[start MATERIALS PROVIDED]

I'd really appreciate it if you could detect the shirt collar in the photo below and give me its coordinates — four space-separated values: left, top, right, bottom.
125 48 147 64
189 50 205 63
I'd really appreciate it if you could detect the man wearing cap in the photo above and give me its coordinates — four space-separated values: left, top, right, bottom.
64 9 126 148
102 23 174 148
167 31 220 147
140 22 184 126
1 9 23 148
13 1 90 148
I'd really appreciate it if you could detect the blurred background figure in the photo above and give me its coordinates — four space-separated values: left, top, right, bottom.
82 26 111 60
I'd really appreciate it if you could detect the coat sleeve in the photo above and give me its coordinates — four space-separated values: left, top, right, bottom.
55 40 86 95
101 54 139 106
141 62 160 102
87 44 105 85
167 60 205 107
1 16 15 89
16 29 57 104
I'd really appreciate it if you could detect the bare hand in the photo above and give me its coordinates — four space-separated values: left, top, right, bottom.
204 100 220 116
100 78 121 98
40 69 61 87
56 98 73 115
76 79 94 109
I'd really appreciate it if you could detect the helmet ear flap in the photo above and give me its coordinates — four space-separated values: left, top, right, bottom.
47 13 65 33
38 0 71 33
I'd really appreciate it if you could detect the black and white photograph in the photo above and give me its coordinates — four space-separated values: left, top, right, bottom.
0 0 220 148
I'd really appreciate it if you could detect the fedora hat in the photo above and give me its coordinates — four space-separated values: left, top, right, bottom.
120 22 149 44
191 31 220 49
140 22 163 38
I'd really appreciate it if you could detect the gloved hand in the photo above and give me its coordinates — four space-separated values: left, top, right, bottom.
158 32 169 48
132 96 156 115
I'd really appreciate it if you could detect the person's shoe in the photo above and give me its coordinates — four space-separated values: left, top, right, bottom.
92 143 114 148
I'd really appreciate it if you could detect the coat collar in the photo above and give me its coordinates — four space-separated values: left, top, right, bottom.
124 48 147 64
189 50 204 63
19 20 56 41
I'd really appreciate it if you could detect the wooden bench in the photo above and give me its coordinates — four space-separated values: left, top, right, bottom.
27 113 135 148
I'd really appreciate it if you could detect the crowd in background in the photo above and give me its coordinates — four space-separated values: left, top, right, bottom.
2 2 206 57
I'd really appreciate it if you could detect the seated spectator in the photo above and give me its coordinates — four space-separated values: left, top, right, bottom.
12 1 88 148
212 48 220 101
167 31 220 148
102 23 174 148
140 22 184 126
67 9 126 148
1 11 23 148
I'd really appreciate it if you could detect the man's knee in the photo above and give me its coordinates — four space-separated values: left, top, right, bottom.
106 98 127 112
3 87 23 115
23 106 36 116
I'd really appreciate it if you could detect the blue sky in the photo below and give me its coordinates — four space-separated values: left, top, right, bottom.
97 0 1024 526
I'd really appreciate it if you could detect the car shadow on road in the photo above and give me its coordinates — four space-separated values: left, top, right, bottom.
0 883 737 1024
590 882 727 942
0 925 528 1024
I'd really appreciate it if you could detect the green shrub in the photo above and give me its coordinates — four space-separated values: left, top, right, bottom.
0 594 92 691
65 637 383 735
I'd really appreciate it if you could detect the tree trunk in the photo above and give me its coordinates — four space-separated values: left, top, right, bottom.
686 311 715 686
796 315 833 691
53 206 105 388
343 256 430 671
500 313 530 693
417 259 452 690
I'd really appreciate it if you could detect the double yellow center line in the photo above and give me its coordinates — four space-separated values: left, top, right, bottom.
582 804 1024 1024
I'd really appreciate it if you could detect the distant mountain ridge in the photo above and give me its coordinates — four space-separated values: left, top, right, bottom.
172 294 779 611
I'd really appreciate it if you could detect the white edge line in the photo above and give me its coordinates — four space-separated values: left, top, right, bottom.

[end MATERIALS PROVIDED]

■ **SHORT TASK**
Could you format the rows above as a Markdown table with two columns, Row and Line, giving each row a number and its line, and leaving out blank lines?

■ **EXERCISE RESPONSE**
| Row | Line |
|---|---|
| 1 | I'd really appreciate it if you could detect the shirt collar in the photo below and give me its coordinates — four space-separated values: left, top, right, bottom. |
| 2 | 125 48 147 64 |
| 3 | 189 50 205 63 |
| 4 | I'd really appreciate it if you could detect the man wearing cap in the photo above and give me its coordinates — four space-separated values: left, top, right, bottom. |
| 5 | 64 9 126 148 |
| 6 | 102 23 174 148 |
| 7 | 167 31 220 147 |
| 8 | 140 22 184 126 |
| 9 | 1 9 23 148 |
| 10 | 13 1 90 148 |
| 11 | I'd really appreciate it if you could detect the blurred background figure in the photo above and give me its coordinates — four space-separated values: left, top, right, bottom. |
| 12 | 82 26 111 60 |
| 13 | I'd really appreciate it if you could detect the coat sleeve in the photo above and give me its coordinates — four space-separated values: left, top, right, bottom. |
| 14 | 55 40 86 95 |
| 15 | 101 54 139 106 |
| 16 | 141 62 160 102 |
| 17 | 87 44 105 85 |
| 18 | 167 60 205 107 |
| 19 | 1 16 15 89 |
| 20 | 16 29 57 104 |
| 21 | I'd really appreciate it if you could detect the bare hand in the photo above and give me its coordinates — four space-separated values: left, top, right, bottom. |
| 22 | 204 100 220 116 |
| 23 | 100 78 121 98 |
| 24 | 40 69 61 87 |
| 25 | 56 98 73 115 |
| 26 | 76 79 94 109 |
| 27 | I'd really appreciate it if you could detect the helmet ear flap in the photo above and give me its coordinates — four space-separated values: left, top, right, bottom. |
| 28 | 47 13 65 33 |
| 29 | 38 0 71 33 |
| 30 | I'd really appreciate it if you could detect the black and white photograph in the photo above and give me its coordinates — four space-separated values: left, top, right, bottom. |
| 31 | 0 0 220 148 |
| 32 | I'd really appreciate it if you could detect the fedora hat in the photo above and give me its coordinates — four space-separated values: left, top, right, bottom. |
| 33 | 120 22 149 44 |
| 34 | 191 31 220 49 |
| 35 | 140 22 163 38 |
| 36 | I'd really appreciate it if you could detect the gloved hand in the photo above and give me its coordinates — four space-separated values: left, top, right, bottom. |
| 37 | 158 32 169 48 |
| 38 | 132 96 156 115 |
| 39 | I'd really appreciate it if you could detect the person's shoe in the photo above and give me its coordinates — four space-separated values: left, top, right, bottom. |
| 40 | 92 143 114 148 |
| 41 | I'd really appreciate it if you could detect the coat collar in the photo above and give me its coordinates — four space-separated values: left, top, right, bottom. |
| 42 | 124 48 147 64 |
| 43 | 189 50 204 63 |
| 44 | 19 20 56 41 |
| 45 | I'd really appreciate it if you could detect the wooden bench in the photo above and give me its coordinates — four space-separated values: left, top, right, bottom. |
| 46 | 27 113 135 148 |
| 47 | I'd really appreciate it if you could detect the crowd in background in the photo above and give me its coordinates — four space-separated values: left, top, right, bottom. |
| 48 | 2 2 206 57 |
| 49 | I'd really appreciate it if you could detect the seated spectator in the photo above and give me its coordinates — four space-separated values: left, top, right, bottom. |
| 50 | 12 1 88 148 |
| 51 | 212 48 220 101 |
| 52 | 167 31 220 148 |
| 53 | 102 23 174 148 |
| 54 | 140 22 184 126 |
| 55 | 67 9 126 148 |
| 56 | 1 11 23 148 |
| 57 | I'd really appreciate it if you could detect the man's knee in the photo above and give me its coordinates — four space-separated values: left, top, right, bottom. |
| 58 | 106 98 127 112 |
| 59 | 3 87 23 115 |
| 60 | 23 106 36 116 |
| 61 | I'd really appreciate it if you could detect the blue sky in the photo below and give me its coordinates — four space-separated values: left, top, right, bottom. |
| 62 | 97 0 1024 526 |
| 63 | I'd really appreciate it if you could detect the car shadow on road in the photo above and give me its coordinates — four space-separated values: left, top, right, bottom. |
| 64 | 0 883 737 1024 |
| 65 | 590 882 727 942 |
| 66 | 0 925 528 1024 |
| 67 | I'd really appreciate it if you could detect the green shrub in the photo above and give me its coordinates — four space-separated values: left, top, right, bottom. |
| 68 | 0 594 92 691 |
| 69 | 65 637 383 735 |
| 70 | I'd really appreciate it if you could detect the tree trunk in the photo above and give me its coordinates — four space-separated values: left, top, right, bottom. |
| 71 | 686 311 715 686 |
| 72 | 796 315 833 691 |
| 73 | 53 206 105 388 |
| 74 | 343 256 430 671 |
| 75 | 500 313 530 693 |
| 76 | 417 259 452 690 |
| 77 | I'd really appreciate it if you could detect the double yellow center line in the photo above and give me its coordinates — four space-separated values: left, top, right, bottom. |
| 78 | 582 804 1024 1024 |
| 79 | I'd really appreciate it if you could detect the distant mountain ridge in the photo above and give me its coordinates — four space-separated values: left, top, right, bottom. |
| 80 | 172 294 779 611 |
| 81 | I'd really appreciate it if you could detect the white edge line in the photo above and give me its coordinates — four space-separated values: left, top, right, bottom. |